Anzitutto, direi che ci confermano un fatto noto ma sempre rilevante: le elezioni europee non cambiano l’Unione Europea, che conforme la sua natura e l’intenzione profonda – anche filosofica e spirituale – che la costituisce è (quasi) impermeabile al voto popolare, diciamo almost ballotsproof, salvo un vero e proprio diluvio o maremoto di voti ad essa contrari o favorevoli che non si verificherà, molto probabilmente, mai. L’Unione Europea sta o cade per l’azione degli Stati-nazione che la compongono, e/o per un evento esogeno o endogeno che ne faccia precipitare le gravi disfunzionalità.
Le elezioni europee e il voto popolare cambiano invece gli equilibri politici nazionali, come d’altronde è naturale, visto che l’unico contesto in cui la democrazia rappresentativa sia possibile e vitale è – oggi come ieri – la nazione. Cambiano gli equilibri politici nazionali, anche se le elezioni europee vanno per così dire “fuori tema”, visto che il voto europeo non muta gli equilibri parlamentari nazionali; ma il sistema elettorale proporzionalistico che adottano, e l’emergere sempre più chiaro del consenso/dissenso rispetto alla UE come clivage politico principale, le trasformano in un fattore politico e simbolico di prima grandezza.

◆ **Dati estratti**
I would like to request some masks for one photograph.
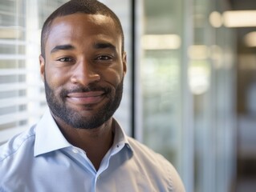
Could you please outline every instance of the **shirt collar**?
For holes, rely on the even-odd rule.
[[[126,145],[132,150],[128,143],[128,136],[114,118],[113,123],[115,131],[113,146]],[[71,146],[59,130],[50,112],[50,109],[47,108],[35,128],[35,156]]]
[[[35,156],[71,146],[59,130],[48,108],[35,128]]]

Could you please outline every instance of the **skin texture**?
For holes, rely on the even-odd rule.
[[[39,57],[47,99],[60,130],[96,170],[112,144],[112,114],[121,100],[126,54],[111,18],[55,18]]]

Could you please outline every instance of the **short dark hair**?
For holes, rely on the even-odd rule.
[[[76,13],[101,14],[112,18],[116,24],[116,30],[121,34],[122,52],[124,51],[124,37],[123,28],[118,17],[112,10],[96,0],[71,0],[55,10],[43,23],[41,32],[41,54],[43,58],[45,58],[45,45],[51,31],[52,22],[58,17]]]

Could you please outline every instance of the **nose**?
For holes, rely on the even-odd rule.
[[[91,82],[99,82],[100,79],[95,67],[84,61],[76,63],[71,72],[72,74],[71,81],[75,84],[87,86]]]

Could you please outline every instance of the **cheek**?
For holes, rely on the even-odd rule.
[[[104,73],[103,75],[103,80],[112,84],[114,87],[116,87],[124,78],[124,73],[121,67],[110,68],[108,70],[108,73]]]
[[[58,89],[59,86],[65,82],[67,78],[65,74],[67,74],[67,72],[64,73],[63,71],[60,71],[59,70],[47,67],[47,66],[45,71],[45,78],[51,87]]]

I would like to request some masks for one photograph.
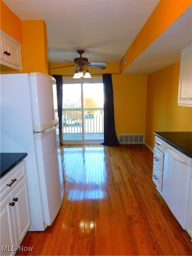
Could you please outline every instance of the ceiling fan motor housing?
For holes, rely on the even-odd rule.
[[[78,64],[79,62],[88,62],[88,59],[86,58],[76,58],[74,59],[74,62],[76,64]]]

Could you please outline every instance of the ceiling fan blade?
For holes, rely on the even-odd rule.
[[[72,67],[72,66],[76,66],[76,64],[74,64],[73,65],[69,65],[69,66],[63,66],[62,67],[58,67],[57,68],[52,68],[51,69],[55,69],[56,68],[66,68],[66,67]]]
[[[98,68],[98,69],[105,69],[105,68],[106,68],[105,67],[102,67],[101,66],[97,66],[97,65],[87,65],[87,66],[90,68]]]
[[[72,63],[74,63],[73,61],[71,61],[70,60],[65,60],[65,61],[68,61],[68,62],[72,62]]]
[[[108,65],[107,62],[90,62],[91,65]]]

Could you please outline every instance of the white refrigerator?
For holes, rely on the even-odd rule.
[[[27,153],[29,230],[44,230],[63,196],[55,80],[38,72],[0,77],[1,152]]]

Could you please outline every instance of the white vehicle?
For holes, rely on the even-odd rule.
[[[63,125],[65,126],[65,124],[66,124],[67,126],[68,126],[69,125],[78,126],[81,124],[81,120],[80,119],[75,119],[74,118],[70,118],[65,121],[63,123]]]

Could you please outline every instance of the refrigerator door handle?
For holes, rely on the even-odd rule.
[[[41,132],[35,132],[34,133],[34,137],[35,139],[41,139],[45,136],[46,136],[49,134],[55,131],[58,127],[59,123],[58,123],[51,127],[48,128],[44,131],[42,131]]]
[[[45,134],[50,132],[53,132],[53,131],[56,130],[58,127],[59,127],[59,123],[58,123],[54,125],[53,125],[51,127],[50,127],[49,128],[48,128],[47,129],[46,129],[46,130],[44,130],[44,131],[43,131],[42,132],[43,134]]]

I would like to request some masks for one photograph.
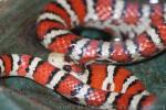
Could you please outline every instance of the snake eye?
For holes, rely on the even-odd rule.
[[[64,65],[63,66],[63,69],[66,70],[66,72],[71,72],[72,70],[72,67],[70,65]]]

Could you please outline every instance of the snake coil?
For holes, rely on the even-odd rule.
[[[87,107],[146,110],[155,96],[131,72],[121,66],[87,62],[133,63],[164,51],[165,14],[165,3],[50,2],[38,19],[37,35],[45,48],[61,54],[50,54],[49,61],[30,55],[1,55],[1,76],[30,78]],[[111,42],[83,37],[71,31],[76,26],[96,28],[120,37]],[[124,36],[127,37],[123,40]]]

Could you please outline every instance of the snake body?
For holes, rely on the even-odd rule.
[[[124,0],[50,2],[38,19],[37,35],[45,48],[61,54],[51,54],[49,61],[30,55],[1,55],[1,76],[30,78],[87,107],[147,110],[155,96],[129,70],[87,62],[133,63],[162,52],[166,47],[165,13],[165,3],[138,4]],[[108,30],[128,37],[111,42],[85,38],[71,32],[76,26]]]

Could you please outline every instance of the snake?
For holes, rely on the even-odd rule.
[[[0,56],[1,77],[25,77],[72,102],[107,110],[147,110],[156,100],[123,66],[166,48],[166,4],[124,0],[55,0],[37,21],[37,37],[53,52],[48,61],[31,55]],[[118,36],[84,37],[72,29],[95,28]],[[110,37],[108,37],[110,38]]]

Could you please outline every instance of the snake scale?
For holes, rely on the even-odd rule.
[[[37,21],[39,41],[55,53],[48,61],[3,54],[1,77],[30,78],[82,106],[151,109],[155,96],[129,70],[112,64],[138,62],[164,51],[165,21],[165,3],[55,0],[43,8]],[[83,37],[71,31],[76,26],[95,28],[121,37],[113,41]]]

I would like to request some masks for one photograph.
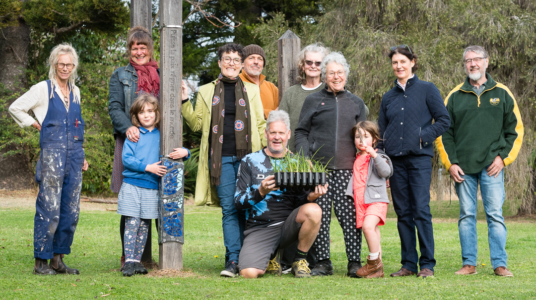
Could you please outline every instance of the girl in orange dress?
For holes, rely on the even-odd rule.
[[[362,229],[370,251],[367,264],[356,275],[363,278],[383,277],[379,226],[385,223],[389,202],[386,181],[392,175],[393,167],[389,158],[374,148],[379,139],[375,123],[360,122],[352,128],[352,134],[358,149],[351,182],[357,228]]]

◆ **Obiettivo**
Per favore, riporta senza alcuna modifica il passo dell'estratto sulle elezioni europee da "Anzitutto, direi che" a "le gravi disfunzionalità.". Le righe non servono per svolgere il compito.

◆ **Risposta**
Anzitutto, direi che ci confermano un fatto noto ma sempre rilevante: le elezioni europee non cambiano l’Unione Europea, che conforme la sua natura e l’intenzione profonda – anche filosofica e spirituale – che la costituisce è (quasi) impermeabile al voto popolare, diciamo almost ballotsproof, salvo un vero e proprio diluvio o maremoto di voti ad essa contrari o favorevoli che non si verificherà, molto probabilmente, mai. L’Unione Europea sta o cade per l’azione degli Stati-nazione che la compongono, e/o per un evento esogeno o endogeno che ne faccia precipitare le gravi disfunzionalità.